Problems to work on:
1/ In the exhibition text, what do the radiolarians in the Digital Abysses installation do when visitors move?
2/ Continue the exhibition text about the Digital Abysses show from its final sentence.

Given text:
□ □ □ □
With his latest exhibition, entitled Digital Abysses, Miguel Chevalier takes over the monumental spaces of the Bordeaux Submarine Base. This show presents, over 3,500 square meters, ten monumental digital installations, as well as a cabinet of curiosities containing more than 40 new works.
Chevalier continues here his explorations of nature through the theme of undersea flora and fauna. The exhibition offers visitors a stroll between dream and reality, where they can penetrate into the heart of the unknown, just like with the great oceanic depths, 95 percent of which remain unexplored. Along the way, they will discover various projected interactive digital installations, such as Liquid Pixels, Strange Attractors, The Origin of the World, and Fractal Seaweeds.
Visitors will also discover the totally original interactive digital work Digital Abysses. This new work explores the undersea world in its diversity, particularly some forms of plankton, such as radiolarians. These marvels of nature composed of siliceous skeletons with sharp radially symmetric spines come in a variety of shapes. They fascinated scientists of the nineteenth century, such as Ernst Haeckel, who drew images of quite a number of their species.
Chevalier transposes here the geometry of these extraordinary forms into the digital universe. The Digital Abysses installation is composed of several water bubbles around whose surface various radiolarians move. These variously-shaped “living” organisms in luminescent colors move about in real time and react to visitors’ movements. They move away beneath visitors’ feet, as if to emphasize man’s effect on nature.
Chevalier also reexamines, through this exhibition,“cabinets of curiosities,” which, in the sixteenth and seventeenth centuries, designated places where one collected and presented a multitude of rare, novel, or strange objects, such as shells, skeletons, herbaria, fossils, or works of art.
Visitors will find here contemporary cabinets of curiosities. Sculptures made with 3D printers, videos, photographs, a Dacryl-resin picture, laser-engraved drawings, and so on are inspired by undersea flora and fauna, specifically radiolarians, corals, algae, and jellyfish. Via ultraviolet lighting, these enlarged versions of living organisms become luminescent, just like various species in the ocean’s depths. Fluidly moving between reality and fiction, these cabinets create for us a sort of imaginary travel diary.
□ □ □ □
Stored records:

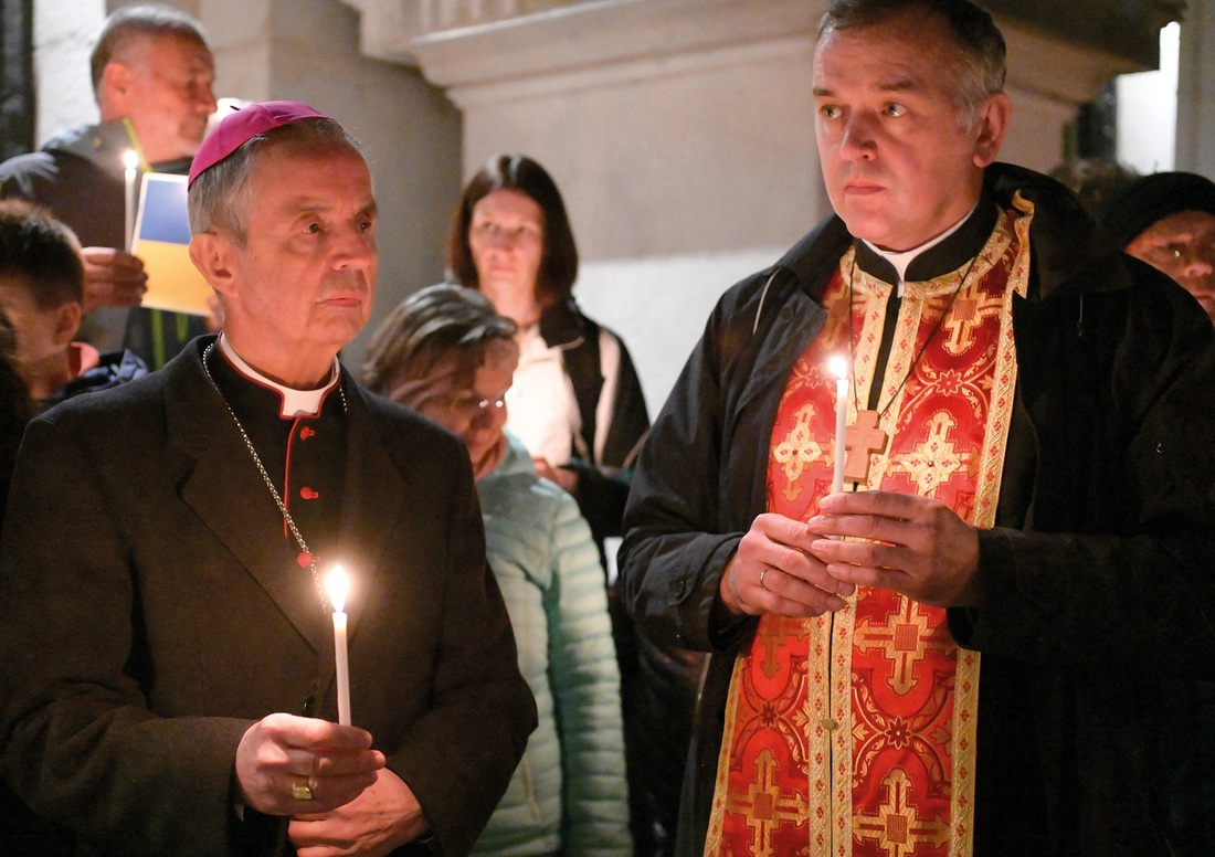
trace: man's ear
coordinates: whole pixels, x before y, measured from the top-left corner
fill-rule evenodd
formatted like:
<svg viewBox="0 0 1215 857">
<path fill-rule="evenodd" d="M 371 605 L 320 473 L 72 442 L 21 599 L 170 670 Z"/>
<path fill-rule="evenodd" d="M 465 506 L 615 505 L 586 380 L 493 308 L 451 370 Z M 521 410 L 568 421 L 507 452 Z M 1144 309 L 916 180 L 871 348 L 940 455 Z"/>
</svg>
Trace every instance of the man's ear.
□ □ □ □
Responses for each task:
1/ They react to visitors' movements in real time, moving away beneath visitors' feet.

2/
At the end of this itinerary, visitors will find some new works, such as New Atlantis—an imaginary city, in perpetual motion and self-transformation, that is evocative of the myth of Atlantis, an island engulfed beneath the waves—and Binary Particles, an installation made up of one hundred helium-inflated 0s and 1s that come to form a whirlwind of binary air bubbles.
Through the theme of the Abyss, the exhibition explores in a poetical and metaphorical way our relationship with visible and invisible living beings. In investigating the notion of artificial life, these various installations and artworks raise concerns about the fragility of these ecosystems and call out for the need to preserve biodiversity. They seek to recreate the conditions for a symbiotic relationship between man and nature.
Digital Abysses 2018 – Miguel Chevalier
Solo show
Bordeaux Submarine Base (France)
From 9th of March to 20th of May 2018
Exhibition in collaboration with Surfrider Foundation Europe,
not-for-pro t organization dedicated to the protection and enhancement of lakes, rivers, oceans, waves and the coastline.
Technical production : Voxels Productions
The artist is supported by Dacryl, Atelier Arcay, and The Desk – art contemporain –
Bordeaux Submarine Base Boulevard Alfred Daney 33300 Bordeaux (France)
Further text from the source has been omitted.